• Problem details:
Set down, character for character, everything in the records below from the line holding "Target: parked car" down to the line holding "the green vegetation", and no other line.

• Dataset records:
---+---

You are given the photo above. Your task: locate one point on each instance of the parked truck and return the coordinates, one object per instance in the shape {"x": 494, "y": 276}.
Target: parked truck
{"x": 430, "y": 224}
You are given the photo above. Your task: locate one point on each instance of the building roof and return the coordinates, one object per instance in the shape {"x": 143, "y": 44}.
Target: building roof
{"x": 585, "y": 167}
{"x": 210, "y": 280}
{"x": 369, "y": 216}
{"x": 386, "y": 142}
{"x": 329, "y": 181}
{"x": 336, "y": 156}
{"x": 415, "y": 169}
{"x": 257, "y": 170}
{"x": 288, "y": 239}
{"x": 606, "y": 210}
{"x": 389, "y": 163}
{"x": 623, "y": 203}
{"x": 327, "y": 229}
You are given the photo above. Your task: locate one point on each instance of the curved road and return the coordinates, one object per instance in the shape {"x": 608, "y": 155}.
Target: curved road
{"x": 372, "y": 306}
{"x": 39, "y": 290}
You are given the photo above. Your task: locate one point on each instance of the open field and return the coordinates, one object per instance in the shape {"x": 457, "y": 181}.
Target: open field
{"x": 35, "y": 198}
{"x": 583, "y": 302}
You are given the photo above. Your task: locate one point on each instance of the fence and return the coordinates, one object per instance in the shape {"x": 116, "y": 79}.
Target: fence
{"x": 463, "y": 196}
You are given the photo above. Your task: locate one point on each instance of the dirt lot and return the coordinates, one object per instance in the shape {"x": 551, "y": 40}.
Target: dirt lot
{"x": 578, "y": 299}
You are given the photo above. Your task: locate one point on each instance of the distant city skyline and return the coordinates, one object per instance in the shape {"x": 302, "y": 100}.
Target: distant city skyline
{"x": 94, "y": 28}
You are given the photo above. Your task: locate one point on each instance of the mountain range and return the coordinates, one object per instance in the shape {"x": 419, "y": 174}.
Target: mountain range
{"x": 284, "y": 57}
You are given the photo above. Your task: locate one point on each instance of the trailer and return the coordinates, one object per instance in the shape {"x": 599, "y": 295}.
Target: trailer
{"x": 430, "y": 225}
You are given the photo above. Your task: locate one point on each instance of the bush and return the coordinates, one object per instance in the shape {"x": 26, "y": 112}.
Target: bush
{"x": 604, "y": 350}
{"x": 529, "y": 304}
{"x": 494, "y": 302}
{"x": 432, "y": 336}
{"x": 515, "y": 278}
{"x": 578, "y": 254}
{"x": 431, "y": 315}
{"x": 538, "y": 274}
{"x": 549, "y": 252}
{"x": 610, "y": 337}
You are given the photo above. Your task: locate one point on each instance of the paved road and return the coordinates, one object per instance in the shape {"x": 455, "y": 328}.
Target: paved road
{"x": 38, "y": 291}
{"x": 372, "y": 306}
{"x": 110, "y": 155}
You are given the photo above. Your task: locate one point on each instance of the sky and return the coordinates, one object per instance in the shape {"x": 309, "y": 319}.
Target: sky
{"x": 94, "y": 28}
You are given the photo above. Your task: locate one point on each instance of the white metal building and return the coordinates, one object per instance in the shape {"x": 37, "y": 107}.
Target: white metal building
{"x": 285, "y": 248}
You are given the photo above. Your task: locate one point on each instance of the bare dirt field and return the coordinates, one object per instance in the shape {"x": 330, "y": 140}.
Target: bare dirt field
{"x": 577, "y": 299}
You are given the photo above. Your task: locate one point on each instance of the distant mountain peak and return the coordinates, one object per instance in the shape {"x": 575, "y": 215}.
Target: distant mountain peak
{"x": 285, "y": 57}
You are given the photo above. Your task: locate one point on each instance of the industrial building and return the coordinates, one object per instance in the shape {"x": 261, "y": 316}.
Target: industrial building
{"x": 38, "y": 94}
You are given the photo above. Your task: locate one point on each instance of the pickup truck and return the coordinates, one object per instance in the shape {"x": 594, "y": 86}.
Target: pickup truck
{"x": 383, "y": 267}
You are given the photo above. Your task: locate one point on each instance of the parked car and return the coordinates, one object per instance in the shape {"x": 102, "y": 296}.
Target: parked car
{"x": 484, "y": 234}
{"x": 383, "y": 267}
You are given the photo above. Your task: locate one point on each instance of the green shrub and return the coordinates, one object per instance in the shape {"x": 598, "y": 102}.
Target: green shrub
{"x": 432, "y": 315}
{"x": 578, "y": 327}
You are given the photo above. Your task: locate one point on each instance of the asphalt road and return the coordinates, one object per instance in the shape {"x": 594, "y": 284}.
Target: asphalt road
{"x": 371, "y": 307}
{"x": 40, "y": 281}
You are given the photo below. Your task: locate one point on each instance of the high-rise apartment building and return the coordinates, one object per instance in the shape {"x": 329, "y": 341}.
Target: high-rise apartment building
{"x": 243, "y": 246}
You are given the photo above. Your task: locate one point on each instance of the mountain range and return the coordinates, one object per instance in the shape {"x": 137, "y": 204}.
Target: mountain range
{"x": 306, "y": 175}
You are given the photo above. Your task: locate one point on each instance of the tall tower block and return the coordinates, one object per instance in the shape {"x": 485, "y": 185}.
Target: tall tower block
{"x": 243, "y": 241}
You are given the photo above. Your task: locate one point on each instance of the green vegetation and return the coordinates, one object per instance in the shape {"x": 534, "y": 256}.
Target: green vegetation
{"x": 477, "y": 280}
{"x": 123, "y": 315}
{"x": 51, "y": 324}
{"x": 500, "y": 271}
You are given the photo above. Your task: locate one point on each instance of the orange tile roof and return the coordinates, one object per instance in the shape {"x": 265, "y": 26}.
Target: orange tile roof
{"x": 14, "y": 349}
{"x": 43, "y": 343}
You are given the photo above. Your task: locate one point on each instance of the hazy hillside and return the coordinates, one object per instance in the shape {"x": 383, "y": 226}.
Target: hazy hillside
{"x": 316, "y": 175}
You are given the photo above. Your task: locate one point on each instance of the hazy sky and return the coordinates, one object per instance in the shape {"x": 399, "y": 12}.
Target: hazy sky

---+---

• Exercise output:
Target: parked car
{"x": 484, "y": 234}
{"x": 383, "y": 267}
You are given the photo above. Your task: locate one point on each instance of the green shrub and return the coordinates, one object per instance in the shape {"x": 598, "y": 102}.
Target: green shrub
{"x": 432, "y": 315}
{"x": 578, "y": 327}
You are given the photo above. Your task: locate one point on each instance of the asphalt road and return the coordinates, one object per instance in the shape {"x": 594, "y": 284}.
Target: asphalt road
{"x": 371, "y": 307}
{"x": 40, "y": 281}
You are given the photo below. Your task: locate one point on each instance of the high-rise apartment building and return the coordinates, one object per instance in the shape {"x": 329, "y": 341}.
Target: high-rise apartment building
{"x": 243, "y": 246}
You are given the photo above. Your task: locate one point on each instance of the mountain range and return the coordinates, one object per instance in the shape {"x": 137, "y": 204}.
Target: mountain range
{"x": 306, "y": 175}
You are given the photo above. Your task: locate one point on each instance of the tall tower block and return the coordinates, one object per instance in the shape {"x": 485, "y": 185}.
Target: tall tower block
{"x": 243, "y": 241}
You are given the photo above. Your task: locate one point on each instance of the green vegetation and return the coordinates, one object per instance in the shape {"x": 534, "y": 256}.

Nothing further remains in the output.